• [Your instructions]
Nothing but the lines from the one containing "Target: stainless steel microwave" through the one containing "Target: fluorescent ceiling light", both included, should be given again, each exactly as written below.

+++ Extracted records

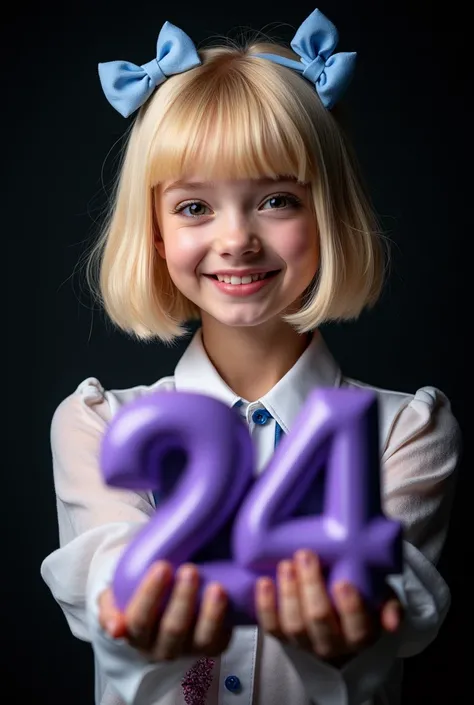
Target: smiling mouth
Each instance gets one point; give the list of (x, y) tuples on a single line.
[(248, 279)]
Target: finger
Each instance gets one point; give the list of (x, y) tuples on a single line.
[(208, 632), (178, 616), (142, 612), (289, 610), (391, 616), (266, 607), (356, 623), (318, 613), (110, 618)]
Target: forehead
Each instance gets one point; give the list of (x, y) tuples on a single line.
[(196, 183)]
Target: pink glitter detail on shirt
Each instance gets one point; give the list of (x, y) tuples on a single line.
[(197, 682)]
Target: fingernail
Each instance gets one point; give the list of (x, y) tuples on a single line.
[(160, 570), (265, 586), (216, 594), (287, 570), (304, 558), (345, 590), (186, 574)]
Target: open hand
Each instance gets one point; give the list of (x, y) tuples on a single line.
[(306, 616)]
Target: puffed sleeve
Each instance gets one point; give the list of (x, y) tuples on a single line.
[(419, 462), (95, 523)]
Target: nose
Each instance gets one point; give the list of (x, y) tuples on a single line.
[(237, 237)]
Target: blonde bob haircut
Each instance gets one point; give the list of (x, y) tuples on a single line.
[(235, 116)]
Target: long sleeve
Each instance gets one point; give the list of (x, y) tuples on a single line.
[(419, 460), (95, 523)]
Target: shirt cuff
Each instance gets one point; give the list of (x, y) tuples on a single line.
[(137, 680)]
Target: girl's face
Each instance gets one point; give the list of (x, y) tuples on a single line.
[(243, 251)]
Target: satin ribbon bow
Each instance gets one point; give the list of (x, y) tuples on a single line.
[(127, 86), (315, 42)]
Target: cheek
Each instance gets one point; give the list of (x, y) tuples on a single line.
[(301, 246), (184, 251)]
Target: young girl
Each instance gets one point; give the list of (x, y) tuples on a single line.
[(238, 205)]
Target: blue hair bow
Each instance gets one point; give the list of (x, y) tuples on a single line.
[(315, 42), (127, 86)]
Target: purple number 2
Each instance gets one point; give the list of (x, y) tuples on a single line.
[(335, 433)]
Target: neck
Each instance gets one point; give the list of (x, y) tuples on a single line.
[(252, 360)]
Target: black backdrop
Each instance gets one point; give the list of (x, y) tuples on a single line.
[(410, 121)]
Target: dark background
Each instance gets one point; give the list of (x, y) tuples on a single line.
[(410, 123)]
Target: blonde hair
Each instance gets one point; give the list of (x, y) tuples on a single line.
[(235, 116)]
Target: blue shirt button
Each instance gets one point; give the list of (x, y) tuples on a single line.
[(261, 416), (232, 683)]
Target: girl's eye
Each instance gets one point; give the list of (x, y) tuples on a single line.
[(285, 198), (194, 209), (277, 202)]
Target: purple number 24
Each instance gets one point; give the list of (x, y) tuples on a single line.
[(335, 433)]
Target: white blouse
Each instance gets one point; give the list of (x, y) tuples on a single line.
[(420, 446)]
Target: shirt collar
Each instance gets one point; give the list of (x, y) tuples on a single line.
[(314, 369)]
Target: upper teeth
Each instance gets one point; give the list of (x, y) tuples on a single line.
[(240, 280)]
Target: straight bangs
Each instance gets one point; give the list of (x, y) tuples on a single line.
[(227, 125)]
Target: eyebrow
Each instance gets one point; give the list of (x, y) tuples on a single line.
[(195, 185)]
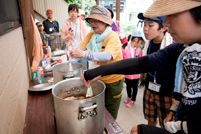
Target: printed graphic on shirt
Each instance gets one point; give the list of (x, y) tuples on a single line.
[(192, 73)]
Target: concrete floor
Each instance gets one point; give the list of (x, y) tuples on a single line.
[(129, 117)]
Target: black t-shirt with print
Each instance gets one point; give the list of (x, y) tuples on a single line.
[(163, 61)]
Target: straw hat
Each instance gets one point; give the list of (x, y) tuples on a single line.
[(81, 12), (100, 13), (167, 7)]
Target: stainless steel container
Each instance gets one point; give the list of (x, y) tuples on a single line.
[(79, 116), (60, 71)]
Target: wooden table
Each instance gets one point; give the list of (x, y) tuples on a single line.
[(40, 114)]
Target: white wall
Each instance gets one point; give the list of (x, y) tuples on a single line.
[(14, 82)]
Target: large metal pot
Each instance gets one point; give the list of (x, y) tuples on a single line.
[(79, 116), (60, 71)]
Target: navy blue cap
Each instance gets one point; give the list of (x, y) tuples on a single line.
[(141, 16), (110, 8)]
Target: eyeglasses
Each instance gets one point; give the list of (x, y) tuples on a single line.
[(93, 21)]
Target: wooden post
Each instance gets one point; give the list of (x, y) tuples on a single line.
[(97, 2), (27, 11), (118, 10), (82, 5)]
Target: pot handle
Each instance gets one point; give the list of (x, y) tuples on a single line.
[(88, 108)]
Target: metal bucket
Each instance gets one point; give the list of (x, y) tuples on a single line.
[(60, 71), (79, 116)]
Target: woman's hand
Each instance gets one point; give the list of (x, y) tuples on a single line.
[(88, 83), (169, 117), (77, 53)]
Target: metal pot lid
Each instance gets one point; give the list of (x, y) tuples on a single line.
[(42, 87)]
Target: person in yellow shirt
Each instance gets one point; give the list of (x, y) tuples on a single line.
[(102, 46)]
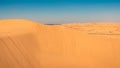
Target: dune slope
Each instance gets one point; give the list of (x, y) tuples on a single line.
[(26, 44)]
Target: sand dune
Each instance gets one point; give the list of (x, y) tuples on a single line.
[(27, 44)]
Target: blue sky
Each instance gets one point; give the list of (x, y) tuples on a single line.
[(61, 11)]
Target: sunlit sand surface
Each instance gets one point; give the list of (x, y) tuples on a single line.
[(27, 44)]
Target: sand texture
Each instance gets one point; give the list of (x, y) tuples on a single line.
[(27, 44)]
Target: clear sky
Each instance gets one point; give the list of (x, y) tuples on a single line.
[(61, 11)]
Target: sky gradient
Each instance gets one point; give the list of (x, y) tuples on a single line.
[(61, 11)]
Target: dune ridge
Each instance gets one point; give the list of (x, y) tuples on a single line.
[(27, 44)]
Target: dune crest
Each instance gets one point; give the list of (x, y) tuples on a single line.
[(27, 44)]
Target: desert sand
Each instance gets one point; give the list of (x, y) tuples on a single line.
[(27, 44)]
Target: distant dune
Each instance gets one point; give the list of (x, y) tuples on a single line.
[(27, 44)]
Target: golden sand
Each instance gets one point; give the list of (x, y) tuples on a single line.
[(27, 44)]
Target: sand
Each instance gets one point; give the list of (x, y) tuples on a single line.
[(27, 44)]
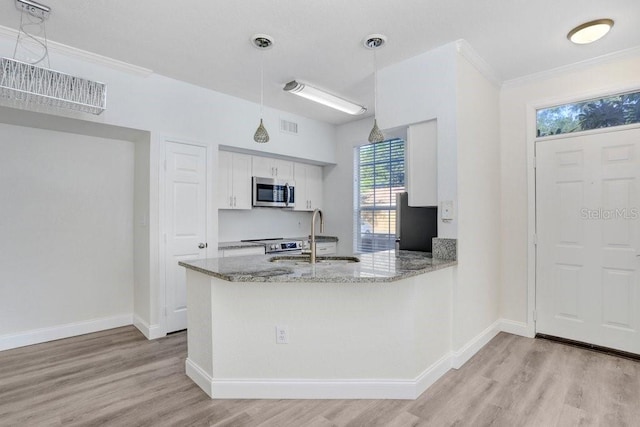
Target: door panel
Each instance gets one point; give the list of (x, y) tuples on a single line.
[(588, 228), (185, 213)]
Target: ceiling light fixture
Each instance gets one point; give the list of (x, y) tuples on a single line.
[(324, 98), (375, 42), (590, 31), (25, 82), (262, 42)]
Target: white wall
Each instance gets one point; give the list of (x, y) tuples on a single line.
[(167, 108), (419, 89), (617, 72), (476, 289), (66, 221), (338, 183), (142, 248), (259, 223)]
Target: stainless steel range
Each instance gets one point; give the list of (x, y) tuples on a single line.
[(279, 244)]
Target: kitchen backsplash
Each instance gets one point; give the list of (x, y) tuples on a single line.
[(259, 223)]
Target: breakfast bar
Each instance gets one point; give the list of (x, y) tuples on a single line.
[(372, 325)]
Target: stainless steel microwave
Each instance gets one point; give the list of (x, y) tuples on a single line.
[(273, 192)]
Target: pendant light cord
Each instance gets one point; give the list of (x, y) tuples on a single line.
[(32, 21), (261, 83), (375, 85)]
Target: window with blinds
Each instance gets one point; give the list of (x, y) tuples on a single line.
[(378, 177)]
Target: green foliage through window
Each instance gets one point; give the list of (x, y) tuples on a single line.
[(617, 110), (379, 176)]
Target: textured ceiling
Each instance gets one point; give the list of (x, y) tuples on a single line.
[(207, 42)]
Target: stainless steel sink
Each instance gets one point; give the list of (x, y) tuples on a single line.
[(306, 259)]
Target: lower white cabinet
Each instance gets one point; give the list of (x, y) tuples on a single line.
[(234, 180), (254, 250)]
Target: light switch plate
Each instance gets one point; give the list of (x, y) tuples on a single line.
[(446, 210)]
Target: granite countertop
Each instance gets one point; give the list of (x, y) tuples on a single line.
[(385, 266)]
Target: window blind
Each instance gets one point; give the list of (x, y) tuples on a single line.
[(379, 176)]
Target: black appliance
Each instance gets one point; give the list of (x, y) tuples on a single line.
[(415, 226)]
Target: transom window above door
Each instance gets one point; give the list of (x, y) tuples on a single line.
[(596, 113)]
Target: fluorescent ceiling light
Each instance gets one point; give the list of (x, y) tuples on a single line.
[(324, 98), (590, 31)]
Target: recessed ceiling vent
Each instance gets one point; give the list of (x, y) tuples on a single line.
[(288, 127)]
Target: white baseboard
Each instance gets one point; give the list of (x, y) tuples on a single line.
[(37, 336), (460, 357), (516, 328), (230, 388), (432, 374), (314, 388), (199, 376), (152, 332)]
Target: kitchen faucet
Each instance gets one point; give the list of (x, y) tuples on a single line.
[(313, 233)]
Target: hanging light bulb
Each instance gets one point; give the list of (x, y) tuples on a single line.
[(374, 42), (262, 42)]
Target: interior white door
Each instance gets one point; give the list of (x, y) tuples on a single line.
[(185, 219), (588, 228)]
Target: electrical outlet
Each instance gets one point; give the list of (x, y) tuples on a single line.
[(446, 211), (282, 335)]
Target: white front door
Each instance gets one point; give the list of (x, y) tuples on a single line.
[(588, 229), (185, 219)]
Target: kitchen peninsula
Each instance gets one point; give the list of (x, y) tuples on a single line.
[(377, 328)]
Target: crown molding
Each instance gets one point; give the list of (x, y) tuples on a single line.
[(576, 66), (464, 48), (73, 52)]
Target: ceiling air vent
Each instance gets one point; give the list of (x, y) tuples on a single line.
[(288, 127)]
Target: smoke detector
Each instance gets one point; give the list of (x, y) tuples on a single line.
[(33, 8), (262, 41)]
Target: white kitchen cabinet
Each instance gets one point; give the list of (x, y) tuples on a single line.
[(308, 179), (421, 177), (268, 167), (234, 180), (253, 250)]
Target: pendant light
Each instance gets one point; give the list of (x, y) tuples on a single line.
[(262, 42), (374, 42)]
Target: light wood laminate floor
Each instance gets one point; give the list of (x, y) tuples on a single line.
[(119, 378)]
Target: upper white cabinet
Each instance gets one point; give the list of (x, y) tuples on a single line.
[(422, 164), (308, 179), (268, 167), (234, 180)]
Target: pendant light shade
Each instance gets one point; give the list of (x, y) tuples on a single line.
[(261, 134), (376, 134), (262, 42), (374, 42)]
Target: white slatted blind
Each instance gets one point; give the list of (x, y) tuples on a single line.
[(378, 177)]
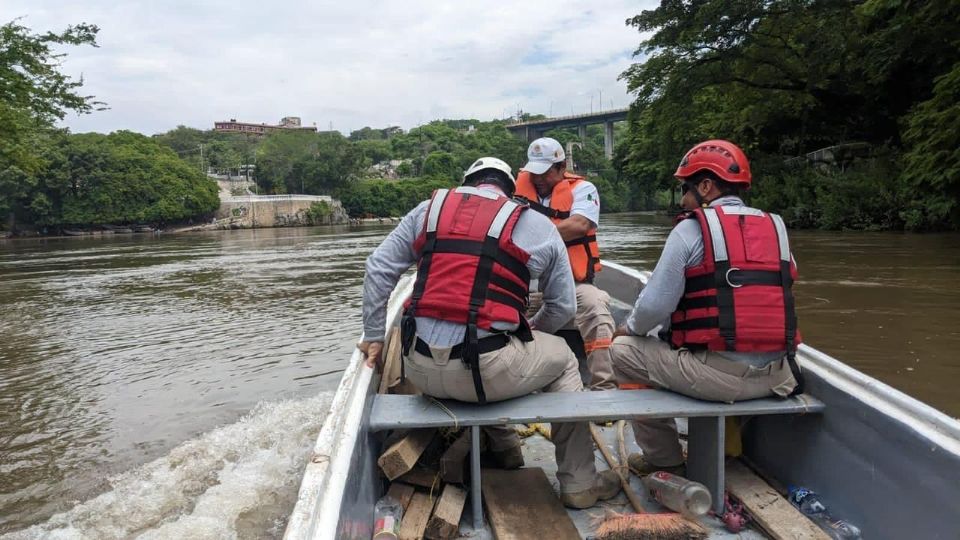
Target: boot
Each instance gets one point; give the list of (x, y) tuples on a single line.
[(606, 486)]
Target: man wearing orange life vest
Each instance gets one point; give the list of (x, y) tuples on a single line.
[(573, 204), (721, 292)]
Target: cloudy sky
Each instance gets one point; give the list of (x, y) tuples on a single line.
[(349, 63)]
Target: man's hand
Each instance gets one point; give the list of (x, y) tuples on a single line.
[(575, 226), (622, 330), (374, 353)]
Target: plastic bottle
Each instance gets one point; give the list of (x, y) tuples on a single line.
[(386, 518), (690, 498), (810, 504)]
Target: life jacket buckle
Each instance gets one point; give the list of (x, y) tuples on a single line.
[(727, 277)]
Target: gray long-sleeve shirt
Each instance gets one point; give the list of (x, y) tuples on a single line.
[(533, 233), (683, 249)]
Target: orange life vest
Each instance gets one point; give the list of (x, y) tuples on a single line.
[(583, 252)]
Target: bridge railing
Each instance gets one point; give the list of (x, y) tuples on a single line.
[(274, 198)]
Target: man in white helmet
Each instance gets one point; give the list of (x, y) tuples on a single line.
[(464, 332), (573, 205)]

++++++

• [Response to the task]
Target: stainless steel microwave
Each instance gets one point; give the list of (x, y) tuples on a single line.
[(273, 192)]
Target: pendant light cord
Each instance gets one point; give the list of (x, y) tuples on a single line.
[(32, 21), (261, 83), (375, 85)]
Target: window with blinds
Each instance gets one point; give the list of (x, y) tuples on a single line.
[(378, 177)]
Target: green foliage through window
Each instance gets one point; give the list of (x, y) tuples on a single line.
[(617, 110), (379, 176)]
Target: textured ceiling
Each instance gets one point; give the list of (x, y) tuples on a single line.
[(207, 42)]
Target: stainless steel sink
Each instance gets one point; give the list of (x, y) tuples on a single line.
[(306, 259)]
Target: lower white cabinet
Each instance gets one point; give the list of (x, y) tuples on a single line.
[(234, 180), (254, 250)]
Target: light switch plate
Each instance gets one point; give the list of (x, y) tuples on a single line.
[(446, 210)]
Target: granite countertop
Each instance gets one point; give the list of (x, y) tuples on a single line.
[(385, 266)]
Target: window blind
Each instance gets one point; give the list of (x, y) tuples on a single line.
[(379, 176)]
Target: black appliance
Each instance gets one point; give the list of (x, y) tuples on a single line.
[(415, 226)]
Target: transom window above door
Each instance gets one point; give the list of (x, y) tuples on a single line.
[(596, 113)]
Target: fluorescent ceiling light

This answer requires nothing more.